Written exercise 1 »
In the passage on women and cooking, which two female characters does the writer say they were thinking about?

Text provided »
----
The article is about how “real women” are still expected to cook and examines the role of women in sitcoms and cooking shows. It made me wonder if my original take was sexist. Did I only talk about women? I was certainly thinking about female characters like Lorelai Gilmore and Olivia Pope. I did also think about the importance of showing men cooking but maybe I didn’t make that very clear. I definitely didn’t think about the possibility that showing women who were incapable of cooking (or at least unwilling to cook) was actually a feminist act. And I really have mixed feelings about it right now.

I do not believe that a woman belongs in the kitchen. I do not think that it’s a woman’s measure of worth to serve the men and children in their lives. I don’t think that we all need to love cooking or spend as much time doing it as I do. However, I wonder if making a refusal to cook is truly a feminist act or more an instance of cutting off one’s nose to spite one’s face. It may be levelling the playing field to have both men and women out of the kitchen but I think that’s more bringing everyone down a level rather than lifting everyone up.
----
Records to process »
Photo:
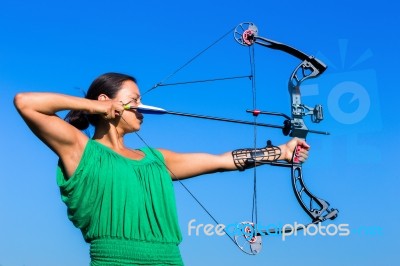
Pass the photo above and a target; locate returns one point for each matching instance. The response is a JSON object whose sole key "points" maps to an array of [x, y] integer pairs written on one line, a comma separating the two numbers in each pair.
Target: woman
{"points": [[122, 199]]}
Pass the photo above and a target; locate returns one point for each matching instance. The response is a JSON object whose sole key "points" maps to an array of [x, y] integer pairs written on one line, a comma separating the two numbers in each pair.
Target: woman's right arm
{"points": [[39, 112]]}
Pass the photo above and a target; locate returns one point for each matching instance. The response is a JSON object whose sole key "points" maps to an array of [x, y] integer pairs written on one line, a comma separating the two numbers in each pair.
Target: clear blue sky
{"points": [[61, 46]]}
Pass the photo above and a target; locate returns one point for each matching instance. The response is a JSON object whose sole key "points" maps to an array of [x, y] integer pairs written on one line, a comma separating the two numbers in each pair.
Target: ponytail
{"points": [[78, 119]]}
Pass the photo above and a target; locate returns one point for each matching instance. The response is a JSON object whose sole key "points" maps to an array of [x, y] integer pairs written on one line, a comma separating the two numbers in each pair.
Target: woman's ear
{"points": [[102, 97]]}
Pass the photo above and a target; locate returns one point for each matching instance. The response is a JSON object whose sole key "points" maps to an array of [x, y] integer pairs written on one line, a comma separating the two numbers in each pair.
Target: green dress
{"points": [[124, 208]]}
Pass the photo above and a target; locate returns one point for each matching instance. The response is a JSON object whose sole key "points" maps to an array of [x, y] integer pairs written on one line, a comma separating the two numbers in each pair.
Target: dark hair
{"points": [[108, 84]]}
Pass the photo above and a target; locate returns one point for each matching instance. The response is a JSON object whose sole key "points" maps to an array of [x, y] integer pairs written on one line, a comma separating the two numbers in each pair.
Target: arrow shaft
{"points": [[236, 121]]}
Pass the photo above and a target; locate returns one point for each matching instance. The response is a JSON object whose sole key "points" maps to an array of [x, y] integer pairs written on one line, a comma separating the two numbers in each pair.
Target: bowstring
{"points": [[161, 161]]}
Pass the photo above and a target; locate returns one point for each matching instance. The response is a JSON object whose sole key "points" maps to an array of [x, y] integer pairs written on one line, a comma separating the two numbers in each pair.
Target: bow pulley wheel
{"points": [[245, 32]]}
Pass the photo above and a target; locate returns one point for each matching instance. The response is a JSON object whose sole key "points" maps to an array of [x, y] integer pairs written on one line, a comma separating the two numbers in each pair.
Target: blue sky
{"points": [[62, 46]]}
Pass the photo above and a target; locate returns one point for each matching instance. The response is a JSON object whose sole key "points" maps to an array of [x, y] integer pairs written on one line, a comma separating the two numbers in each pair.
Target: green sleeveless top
{"points": [[124, 208]]}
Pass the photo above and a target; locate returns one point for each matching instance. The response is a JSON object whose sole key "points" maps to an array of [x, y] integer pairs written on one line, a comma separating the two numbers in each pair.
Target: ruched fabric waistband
{"points": [[119, 252]]}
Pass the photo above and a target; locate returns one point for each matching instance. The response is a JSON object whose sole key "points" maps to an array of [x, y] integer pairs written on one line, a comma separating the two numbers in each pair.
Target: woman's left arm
{"points": [[185, 165]]}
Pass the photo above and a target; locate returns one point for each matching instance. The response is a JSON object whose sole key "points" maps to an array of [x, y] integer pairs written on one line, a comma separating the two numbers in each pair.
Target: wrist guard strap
{"points": [[249, 158]]}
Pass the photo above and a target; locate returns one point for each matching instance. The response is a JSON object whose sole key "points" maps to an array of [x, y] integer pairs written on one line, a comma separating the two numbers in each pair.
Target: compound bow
{"points": [[318, 209]]}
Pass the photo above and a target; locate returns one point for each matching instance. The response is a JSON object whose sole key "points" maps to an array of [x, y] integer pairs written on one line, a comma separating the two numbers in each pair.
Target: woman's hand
{"points": [[297, 146]]}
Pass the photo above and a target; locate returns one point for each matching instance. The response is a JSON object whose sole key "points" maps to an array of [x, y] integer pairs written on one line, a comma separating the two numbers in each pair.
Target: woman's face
{"points": [[129, 94]]}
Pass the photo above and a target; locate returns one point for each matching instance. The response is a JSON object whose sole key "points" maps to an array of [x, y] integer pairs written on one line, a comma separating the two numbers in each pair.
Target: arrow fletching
{"points": [[146, 109]]}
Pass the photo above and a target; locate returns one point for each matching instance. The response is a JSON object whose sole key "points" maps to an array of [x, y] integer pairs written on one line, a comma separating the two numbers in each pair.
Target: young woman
{"points": [[122, 199]]}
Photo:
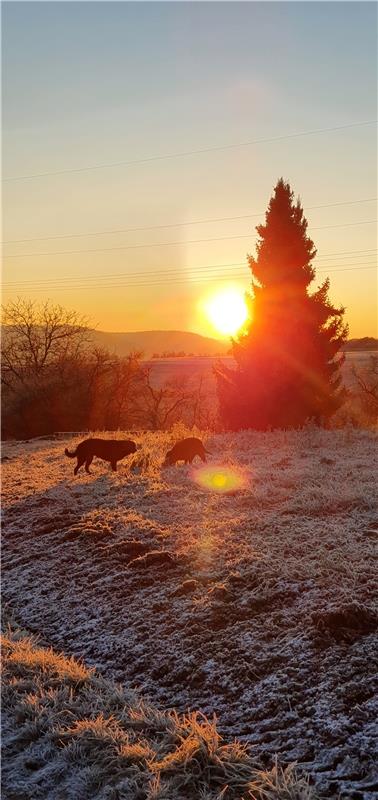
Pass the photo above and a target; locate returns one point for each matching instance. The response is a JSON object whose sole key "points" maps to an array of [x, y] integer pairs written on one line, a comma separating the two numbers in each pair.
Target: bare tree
{"points": [[36, 336], [367, 381], [163, 404]]}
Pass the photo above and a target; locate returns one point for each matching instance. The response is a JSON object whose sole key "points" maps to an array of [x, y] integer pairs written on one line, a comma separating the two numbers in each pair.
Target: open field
{"points": [[257, 606]]}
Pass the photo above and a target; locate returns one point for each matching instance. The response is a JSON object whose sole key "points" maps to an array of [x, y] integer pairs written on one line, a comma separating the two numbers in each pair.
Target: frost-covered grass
{"points": [[69, 733], [258, 605]]}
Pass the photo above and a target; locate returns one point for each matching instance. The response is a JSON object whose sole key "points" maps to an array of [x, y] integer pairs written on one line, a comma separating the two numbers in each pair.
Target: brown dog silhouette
{"points": [[185, 450], [111, 450]]}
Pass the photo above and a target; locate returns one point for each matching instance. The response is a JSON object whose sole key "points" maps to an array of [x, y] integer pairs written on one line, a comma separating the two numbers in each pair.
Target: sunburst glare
{"points": [[220, 479]]}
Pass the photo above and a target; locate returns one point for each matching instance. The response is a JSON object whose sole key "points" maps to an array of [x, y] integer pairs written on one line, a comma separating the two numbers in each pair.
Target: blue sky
{"points": [[91, 83]]}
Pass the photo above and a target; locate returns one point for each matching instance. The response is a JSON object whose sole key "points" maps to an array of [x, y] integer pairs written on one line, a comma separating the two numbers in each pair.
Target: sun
{"points": [[227, 311]]}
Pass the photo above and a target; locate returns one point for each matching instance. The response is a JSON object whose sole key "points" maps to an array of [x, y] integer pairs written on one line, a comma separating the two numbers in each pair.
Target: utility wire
{"points": [[169, 271], [173, 224], [167, 156], [332, 256], [187, 279], [172, 244]]}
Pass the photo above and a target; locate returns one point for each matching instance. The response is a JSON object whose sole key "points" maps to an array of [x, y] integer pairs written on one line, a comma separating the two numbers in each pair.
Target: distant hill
{"points": [[185, 342], [159, 342]]}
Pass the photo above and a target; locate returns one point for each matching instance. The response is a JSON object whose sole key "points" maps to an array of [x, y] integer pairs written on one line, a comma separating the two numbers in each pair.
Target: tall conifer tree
{"points": [[288, 367]]}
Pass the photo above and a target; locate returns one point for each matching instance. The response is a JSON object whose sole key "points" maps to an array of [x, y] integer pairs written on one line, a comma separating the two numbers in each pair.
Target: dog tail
{"points": [[70, 455]]}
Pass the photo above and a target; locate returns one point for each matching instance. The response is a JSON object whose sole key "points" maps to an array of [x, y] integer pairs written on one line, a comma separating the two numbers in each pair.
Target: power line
{"points": [[187, 279], [201, 151], [174, 224], [171, 244], [169, 271], [332, 256]]}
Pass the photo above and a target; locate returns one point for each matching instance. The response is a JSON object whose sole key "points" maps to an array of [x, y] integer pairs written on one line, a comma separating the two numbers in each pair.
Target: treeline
{"points": [[54, 380]]}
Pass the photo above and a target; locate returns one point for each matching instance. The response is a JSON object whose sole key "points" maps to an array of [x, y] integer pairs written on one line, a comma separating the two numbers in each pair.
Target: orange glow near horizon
{"points": [[226, 310], [219, 479]]}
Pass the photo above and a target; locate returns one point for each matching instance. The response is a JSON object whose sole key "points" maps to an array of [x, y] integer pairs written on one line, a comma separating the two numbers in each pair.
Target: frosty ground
{"points": [[257, 605]]}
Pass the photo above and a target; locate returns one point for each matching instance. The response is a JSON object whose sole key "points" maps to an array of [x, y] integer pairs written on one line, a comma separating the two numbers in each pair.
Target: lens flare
{"points": [[219, 479]]}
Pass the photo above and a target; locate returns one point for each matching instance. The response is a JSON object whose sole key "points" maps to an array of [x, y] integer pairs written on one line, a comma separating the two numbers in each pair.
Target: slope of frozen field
{"points": [[256, 605]]}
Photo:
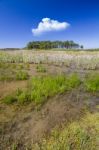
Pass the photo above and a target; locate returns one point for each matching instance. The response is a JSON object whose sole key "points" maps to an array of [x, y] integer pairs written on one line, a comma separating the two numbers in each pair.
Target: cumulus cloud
{"points": [[47, 25]]}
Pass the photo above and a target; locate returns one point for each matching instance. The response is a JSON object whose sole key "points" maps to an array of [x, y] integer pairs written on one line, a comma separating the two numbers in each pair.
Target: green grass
{"points": [[41, 88], [82, 135], [41, 68], [22, 75], [92, 83]]}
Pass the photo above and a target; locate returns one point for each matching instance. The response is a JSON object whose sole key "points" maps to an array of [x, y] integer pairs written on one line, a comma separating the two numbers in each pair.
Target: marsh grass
{"points": [[92, 83], [12, 71], [41, 88], [82, 135], [41, 68]]}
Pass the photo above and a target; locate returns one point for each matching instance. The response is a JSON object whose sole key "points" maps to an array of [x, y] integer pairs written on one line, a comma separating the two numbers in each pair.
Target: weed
{"points": [[92, 83], [75, 136], [41, 68], [9, 99], [22, 75]]}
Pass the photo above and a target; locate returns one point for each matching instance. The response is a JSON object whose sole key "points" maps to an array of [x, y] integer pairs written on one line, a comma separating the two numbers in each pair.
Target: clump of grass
{"points": [[75, 136], [10, 99], [22, 75], [41, 68], [92, 83], [41, 88], [45, 87]]}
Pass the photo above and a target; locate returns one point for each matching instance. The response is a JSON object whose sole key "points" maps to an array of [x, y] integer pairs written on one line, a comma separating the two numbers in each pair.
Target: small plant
{"points": [[10, 99], [23, 98], [41, 68], [22, 75], [92, 83]]}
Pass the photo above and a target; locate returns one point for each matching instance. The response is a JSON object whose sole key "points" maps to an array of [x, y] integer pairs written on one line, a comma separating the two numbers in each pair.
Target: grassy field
{"points": [[49, 100]]}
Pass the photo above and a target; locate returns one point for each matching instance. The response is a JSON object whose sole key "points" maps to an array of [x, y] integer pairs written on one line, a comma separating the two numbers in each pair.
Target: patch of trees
{"points": [[53, 45]]}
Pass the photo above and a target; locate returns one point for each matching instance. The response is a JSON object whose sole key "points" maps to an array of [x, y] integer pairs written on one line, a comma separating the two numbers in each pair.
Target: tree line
{"points": [[53, 44]]}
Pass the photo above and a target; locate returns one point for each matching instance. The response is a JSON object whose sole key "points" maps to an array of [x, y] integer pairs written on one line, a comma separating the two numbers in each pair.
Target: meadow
{"points": [[49, 100]]}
----
Written exercise 2 »
Show every line of the rows above that contains the string "field", copying each one in full.

Solution 1 »
Lorelai Gilmore and Olivia Pope.

Solution 2 »
Target: open field
Target: slope of frozen field
Target: grassy field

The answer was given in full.